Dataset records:
▬▬▬▬▬▬

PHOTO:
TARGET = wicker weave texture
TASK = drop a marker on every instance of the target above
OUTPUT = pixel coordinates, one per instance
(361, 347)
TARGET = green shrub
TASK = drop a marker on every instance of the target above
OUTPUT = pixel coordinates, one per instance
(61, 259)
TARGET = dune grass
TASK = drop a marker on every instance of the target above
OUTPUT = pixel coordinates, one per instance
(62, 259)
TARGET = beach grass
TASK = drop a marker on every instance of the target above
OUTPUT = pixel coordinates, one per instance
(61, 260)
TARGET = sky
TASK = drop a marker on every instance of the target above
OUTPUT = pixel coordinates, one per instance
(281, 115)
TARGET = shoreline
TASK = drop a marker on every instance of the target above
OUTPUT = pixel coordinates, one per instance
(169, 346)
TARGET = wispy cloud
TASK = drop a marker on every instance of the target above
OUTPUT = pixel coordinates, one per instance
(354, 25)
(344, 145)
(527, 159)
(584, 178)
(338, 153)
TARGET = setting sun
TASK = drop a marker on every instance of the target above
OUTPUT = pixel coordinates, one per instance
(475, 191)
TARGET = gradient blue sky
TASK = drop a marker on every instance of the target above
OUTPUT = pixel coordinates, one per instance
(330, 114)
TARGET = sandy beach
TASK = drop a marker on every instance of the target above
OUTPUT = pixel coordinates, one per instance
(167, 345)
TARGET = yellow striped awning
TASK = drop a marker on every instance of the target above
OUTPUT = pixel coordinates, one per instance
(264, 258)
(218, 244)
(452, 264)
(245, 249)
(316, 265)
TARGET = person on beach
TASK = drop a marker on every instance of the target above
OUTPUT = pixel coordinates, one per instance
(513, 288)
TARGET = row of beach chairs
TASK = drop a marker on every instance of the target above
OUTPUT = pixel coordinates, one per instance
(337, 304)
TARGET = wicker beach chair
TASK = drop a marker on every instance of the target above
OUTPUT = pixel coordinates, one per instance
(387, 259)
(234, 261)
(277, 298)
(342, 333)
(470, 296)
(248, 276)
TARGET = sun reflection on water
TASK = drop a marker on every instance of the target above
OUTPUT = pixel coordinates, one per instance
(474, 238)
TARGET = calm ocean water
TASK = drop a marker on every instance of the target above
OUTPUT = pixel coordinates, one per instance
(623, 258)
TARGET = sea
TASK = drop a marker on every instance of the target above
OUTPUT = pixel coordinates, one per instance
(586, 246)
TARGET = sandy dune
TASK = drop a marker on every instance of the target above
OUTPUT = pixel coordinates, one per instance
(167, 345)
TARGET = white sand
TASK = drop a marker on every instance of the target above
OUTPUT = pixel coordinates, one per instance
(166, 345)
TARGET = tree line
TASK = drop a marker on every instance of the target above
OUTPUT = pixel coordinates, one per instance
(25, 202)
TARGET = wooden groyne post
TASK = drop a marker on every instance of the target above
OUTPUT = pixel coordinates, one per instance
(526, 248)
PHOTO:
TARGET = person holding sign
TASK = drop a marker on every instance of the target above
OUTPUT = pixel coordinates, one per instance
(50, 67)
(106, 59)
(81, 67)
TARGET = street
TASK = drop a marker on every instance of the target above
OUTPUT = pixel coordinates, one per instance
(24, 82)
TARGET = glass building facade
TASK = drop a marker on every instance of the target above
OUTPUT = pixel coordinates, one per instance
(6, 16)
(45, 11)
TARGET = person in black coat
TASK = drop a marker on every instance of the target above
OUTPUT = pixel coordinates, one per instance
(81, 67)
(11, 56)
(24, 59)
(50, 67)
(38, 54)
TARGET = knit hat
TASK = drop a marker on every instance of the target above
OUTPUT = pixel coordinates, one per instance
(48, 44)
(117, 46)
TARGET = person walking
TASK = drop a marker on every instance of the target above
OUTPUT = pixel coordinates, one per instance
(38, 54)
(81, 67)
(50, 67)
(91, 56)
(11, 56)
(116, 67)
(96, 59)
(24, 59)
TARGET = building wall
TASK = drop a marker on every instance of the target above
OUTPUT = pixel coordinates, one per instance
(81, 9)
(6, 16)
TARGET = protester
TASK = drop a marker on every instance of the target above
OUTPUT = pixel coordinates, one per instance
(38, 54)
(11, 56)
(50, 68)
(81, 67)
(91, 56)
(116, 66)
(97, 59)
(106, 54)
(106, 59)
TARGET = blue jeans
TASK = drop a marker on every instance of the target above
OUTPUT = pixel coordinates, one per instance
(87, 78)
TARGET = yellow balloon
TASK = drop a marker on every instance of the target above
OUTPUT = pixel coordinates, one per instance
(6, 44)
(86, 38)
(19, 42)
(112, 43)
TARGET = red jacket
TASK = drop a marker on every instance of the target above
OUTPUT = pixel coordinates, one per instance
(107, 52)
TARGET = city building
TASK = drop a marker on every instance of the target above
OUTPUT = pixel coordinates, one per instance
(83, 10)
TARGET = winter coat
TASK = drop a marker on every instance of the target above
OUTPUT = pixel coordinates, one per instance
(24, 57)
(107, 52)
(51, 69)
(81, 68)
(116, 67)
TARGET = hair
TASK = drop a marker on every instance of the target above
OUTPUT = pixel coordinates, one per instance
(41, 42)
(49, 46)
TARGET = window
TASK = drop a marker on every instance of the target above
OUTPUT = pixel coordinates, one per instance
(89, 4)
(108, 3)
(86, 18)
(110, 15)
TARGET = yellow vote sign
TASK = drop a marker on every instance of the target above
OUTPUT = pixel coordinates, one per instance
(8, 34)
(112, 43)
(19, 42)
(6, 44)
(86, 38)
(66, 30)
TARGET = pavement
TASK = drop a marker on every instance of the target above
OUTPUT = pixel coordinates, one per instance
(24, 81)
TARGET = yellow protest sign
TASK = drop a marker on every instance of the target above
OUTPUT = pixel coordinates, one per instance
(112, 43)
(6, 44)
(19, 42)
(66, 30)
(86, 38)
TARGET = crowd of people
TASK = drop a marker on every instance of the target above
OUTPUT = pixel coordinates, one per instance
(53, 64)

▬▬▬▬▬▬

Copy out the data shown above without altering anything.

◆ Response
PHOTO:
TARGET = wicker weave texture
TASK = drop a marker on every instance of the target above
OUTPUT = pixel coordinates, one per instance
(361, 347)
TARGET = green shrub
TASK = drop a marker on every instance of the target above
OUTPUT = pixel coordinates, one per instance
(61, 259)
TARGET = dune grass
TASK = drop a marker on every instance of the target above
OUTPUT = pixel coordinates, one per instance
(62, 259)
TARGET = beach grass
TASK = drop a marker on every instance of the target above
OUTPUT = pixel coordinates, one per instance
(61, 260)
TARGET = sky
TASK = drop a marker on every instance of the target above
OUTPUT = pixel coordinates, one per instance
(281, 115)
TARGET = shoreline
TASK = drop a marker on every instance of the target above
OUTPUT = pixel coordinates, one per instance
(169, 346)
TARGET = wispy cloud
TASK = drop a marker on every instance of the target above
OUTPUT = pixel coordinates, one per instance
(354, 25)
(344, 145)
(527, 159)
(584, 178)
(338, 153)
TARGET = setting sun
TASK = drop a marker on every instance of the target above
OUTPUT = pixel coordinates, one per instance
(475, 191)
TARGET = gradient blue sky
TASK = drop a marker on every instance of the target above
OUTPUT = pixel coordinates, one per instance
(330, 114)
TARGET = sandy beach
TASK = drop a marker on every instance of the target above
OUTPUT = pixel coordinates, one per instance
(167, 345)
TARGET = yellow striped awning
TASK = drop a marker on every instance of the target above
OUTPUT = pixel coordinates, one per instance
(264, 258)
(218, 244)
(452, 264)
(245, 249)
(316, 265)
TARGET = person on beach
TASK = drop a marker on every instance of the target above
OUTPUT = pixel coordinates, one per instance
(513, 288)
TARGET = row of beach chairs
TASK = drop a marker on every instance of the target above
OUTPUT = pixel coordinates, one per instance
(337, 304)
TARGET = wicker beach chair
TASK = drop a marker on every instance of the target above
OUTPUT = pixel coordinates, one per instance
(387, 259)
(234, 261)
(277, 298)
(342, 333)
(470, 296)
(248, 276)
TARGET = sun reflection on water
TASK = drop a marker on every instance of the target above
OUTPUT = pixel coordinates, one per instance
(474, 238)
TARGET = calm ocean water
TASK = drop a marker on every instance of the target above
OUTPUT = pixel coordinates, one per instance
(623, 258)
TARGET = sea
TASK = drop a marker on every instance of the target above
OUTPUT = pixel coordinates, one per instance
(586, 246)
TARGET = sandy dune
TASK = drop a marker on every instance of the target above
OUTPUT = pixel coordinates, one per instance
(167, 345)
TARGET = white sand
TASK = drop a marker on every instance of the target above
OUTPUT = pixel coordinates, one per instance
(166, 345)
TARGET = tree line
TASK = drop a marker on every instance of the target above
OUTPUT = pixel coordinates, one per instance
(25, 202)
TARGET = wooden groyne post
TASK = drop a marker on every instance of the target above
OUTPUT = pixel coordinates, one per instance
(526, 248)
PHOTO:
TARGET = person holding sign
TASK = drop a marker on every instance of the target above
OUTPUT = pixel coordinates, one per instance
(50, 67)
(106, 59)
(81, 67)
TARGET = street
TASK = drop a marker on every instance of the target above
OUTPUT = pixel coordinates, one per instance
(24, 82)
TARGET = glass building facade
TASK = drop a marker on every instance of the target above
OUTPUT = pixel coordinates, one per instance
(6, 16)
(45, 11)
TARGET = person in black coat
TASK = drop a marker on every instance of the target above
OUTPUT = pixel coordinates, one per instance
(81, 67)
(11, 56)
(24, 59)
(50, 67)
(38, 54)
TARGET = knit hat
TASK = drop a marker on every instance of the target above
OUTPUT = pixel coordinates, one per instance
(48, 44)
(117, 46)
TARGET = person walking
TASK = drop a marker on every instance of the target above
OUTPUT = pixel coordinates, one per instance
(38, 54)
(81, 67)
(50, 67)
(91, 56)
(11, 56)
(116, 67)
(96, 59)
(24, 59)
TARGET = building wall
TASK = drop a marker on every instance of the target above
OUTPUT = pixel coordinates, one per instance
(81, 9)
(6, 16)
TARGET = protester
TASK = drop a marker on every instance of the target above
OUTPUT = pixel coordinates, one per instance
(38, 54)
(11, 56)
(50, 68)
(81, 67)
(91, 56)
(116, 66)
(97, 59)
(106, 54)
(106, 59)
TARGET = blue jeans
TASK = drop a marker on every instance of the target above
OUTPUT = pixel coordinates, one per instance
(87, 78)
TARGET = yellow balloon
TASK = drop a marker on every instance of the target above
OUTPUT = pixel coordinates, one per instance
(6, 44)
(86, 38)
(19, 42)
(112, 43)
TARGET = red jacket
TASK = drop a marker on every instance of the target above
OUTPUT = pixel coordinates, one per instance
(107, 52)
TARGET = city building
TASK = drop a marker on every instance of the target above
OUTPUT = pixel coordinates, one per instance
(83, 10)
TARGET = winter coat
TASK = drop a marker on every instance of the target above
OUTPUT = pixel coordinates, one per instance
(24, 57)
(107, 52)
(51, 69)
(81, 68)
(116, 67)
TARGET = hair
TASK = drop a marker on every instance of the target above
OUTPUT = pixel coordinates, one per instance
(41, 42)
(49, 46)
TARGET = window
TASK = drop a marker on every instance of the target above
OUTPUT = pixel coordinates, one per instance
(89, 4)
(108, 3)
(86, 18)
(110, 15)
TARGET = yellow vote sign
TASK = drop a marker on every instance of the target above
OUTPUT = pixel coordinates, one per instance
(8, 34)
(112, 43)
(19, 42)
(6, 44)
(86, 38)
(66, 30)
TARGET = pavement
TASK = drop a marker on every instance of the target above
OUTPUT = pixel coordinates, one per instance
(24, 81)
TARGET = yellow protest sign
TASK = drop a marker on every instance of the target above
OUTPUT = pixel coordinates, one per instance
(112, 43)
(6, 44)
(19, 42)
(66, 30)
(86, 38)
TARGET = crowd of people
TASK = drop a marker on every instance of the target above
OUTPUT = pixel coordinates, one per instance
(53, 64)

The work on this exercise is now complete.